* PROVIDED PASSAGE *
Brazilian Choro singer

Ademilde Fonseca (nicknamed Queen of Chorinho; March 4, 1921 – March 27, 2012) was a Brazilian Choro singer, a genre of music that fuses popular European music and the music of African slaves.

==Biography==
Ademilde Fonseca was popularly known as the "Queen of Chorinho". She was born on March 4, 1921, in Pirituba area of São Gonçalo do Amarante, Rio Grande do Norte in the Northeast Region of Brazil. She died of a heart attack on March 27, 2012, in Rio de Janeiro, Brazil. at the age of 91 Fonseca produced 6 albums in her lifetime that sold more than 500,000 copies.

Fonseca is noted as the originator of the Choro music, a genre that blends the sound of popular European music (polka and waltz) and the music of African slaves.

Fonseca grew up in Natal, where she performed early and married the musician Naldimar Gedeão Delfim. In 1941, the couple moved to Rio and Fonseca appeared in Renato Murce's show Papel Carbono. The following year she had a first hit with Tico-tico no Fuba with the band of Benedito Lacerda. In 1943 she recorded Apanhei-te, cavaquinho and Urubu Malandro, which led to a successful career as a singer. In 1944 she got a contract with the radio station Rádio Tupi in Rio de Janeiro, and worked for more than 10 years at the station. In 1945 she played the polka Rato, Rato, which is considered a classic of the Choro genre and earned her the title "Rainha do Choro", or the Queen of Choro.

* WHAT THIS TASK INVOLVES *
Please print everything in the Ademilde Fonseca passage from "Fonseca is noted" down to "waltz) and the music of African slaves.", word for word. The rows have nothing to do with the Ademilde Fonseca passage.

* EXTRACTED MATERIAL *
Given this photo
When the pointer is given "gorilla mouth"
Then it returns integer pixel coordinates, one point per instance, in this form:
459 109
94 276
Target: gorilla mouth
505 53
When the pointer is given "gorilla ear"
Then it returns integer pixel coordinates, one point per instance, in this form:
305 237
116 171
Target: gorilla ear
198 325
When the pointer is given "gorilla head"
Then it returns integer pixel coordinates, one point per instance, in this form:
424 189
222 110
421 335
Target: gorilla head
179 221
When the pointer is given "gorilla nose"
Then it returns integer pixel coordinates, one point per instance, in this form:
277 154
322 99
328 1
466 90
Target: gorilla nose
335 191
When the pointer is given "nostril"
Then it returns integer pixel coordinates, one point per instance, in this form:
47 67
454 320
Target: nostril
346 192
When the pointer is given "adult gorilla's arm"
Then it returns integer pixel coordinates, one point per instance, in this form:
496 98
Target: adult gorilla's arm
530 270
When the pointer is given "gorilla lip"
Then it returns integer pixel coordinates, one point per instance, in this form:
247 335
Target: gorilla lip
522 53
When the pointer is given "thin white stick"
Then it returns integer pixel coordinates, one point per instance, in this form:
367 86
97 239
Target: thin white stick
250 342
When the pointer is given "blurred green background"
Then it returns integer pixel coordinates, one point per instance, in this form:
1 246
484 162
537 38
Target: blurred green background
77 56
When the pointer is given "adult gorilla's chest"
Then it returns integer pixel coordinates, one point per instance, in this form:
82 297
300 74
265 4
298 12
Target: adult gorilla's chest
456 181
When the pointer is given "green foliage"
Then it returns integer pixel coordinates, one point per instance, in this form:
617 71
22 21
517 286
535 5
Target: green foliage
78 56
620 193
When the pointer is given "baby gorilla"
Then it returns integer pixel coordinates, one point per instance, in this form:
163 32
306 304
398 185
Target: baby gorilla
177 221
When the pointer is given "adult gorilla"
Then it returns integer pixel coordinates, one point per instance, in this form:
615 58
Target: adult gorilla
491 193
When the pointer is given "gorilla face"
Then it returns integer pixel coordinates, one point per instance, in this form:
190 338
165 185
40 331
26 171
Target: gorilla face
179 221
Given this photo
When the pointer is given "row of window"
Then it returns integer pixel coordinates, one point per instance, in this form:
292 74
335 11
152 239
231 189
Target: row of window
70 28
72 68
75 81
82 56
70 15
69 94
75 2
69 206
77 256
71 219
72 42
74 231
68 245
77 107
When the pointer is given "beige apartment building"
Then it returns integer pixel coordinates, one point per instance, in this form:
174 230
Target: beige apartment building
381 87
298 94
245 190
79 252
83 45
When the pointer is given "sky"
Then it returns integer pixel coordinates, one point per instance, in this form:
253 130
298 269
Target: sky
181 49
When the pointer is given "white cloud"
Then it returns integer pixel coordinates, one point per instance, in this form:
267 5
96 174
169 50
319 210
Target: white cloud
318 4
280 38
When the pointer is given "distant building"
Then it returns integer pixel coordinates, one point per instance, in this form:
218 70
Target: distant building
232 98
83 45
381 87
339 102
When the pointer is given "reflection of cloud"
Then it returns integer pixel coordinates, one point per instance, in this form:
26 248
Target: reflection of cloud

* EXERCISE ANSWER *
Fonseca is noted as the originator of the Choro music, a genre that blends the sound of popular European music (polka and waltz) and the music of African slaves.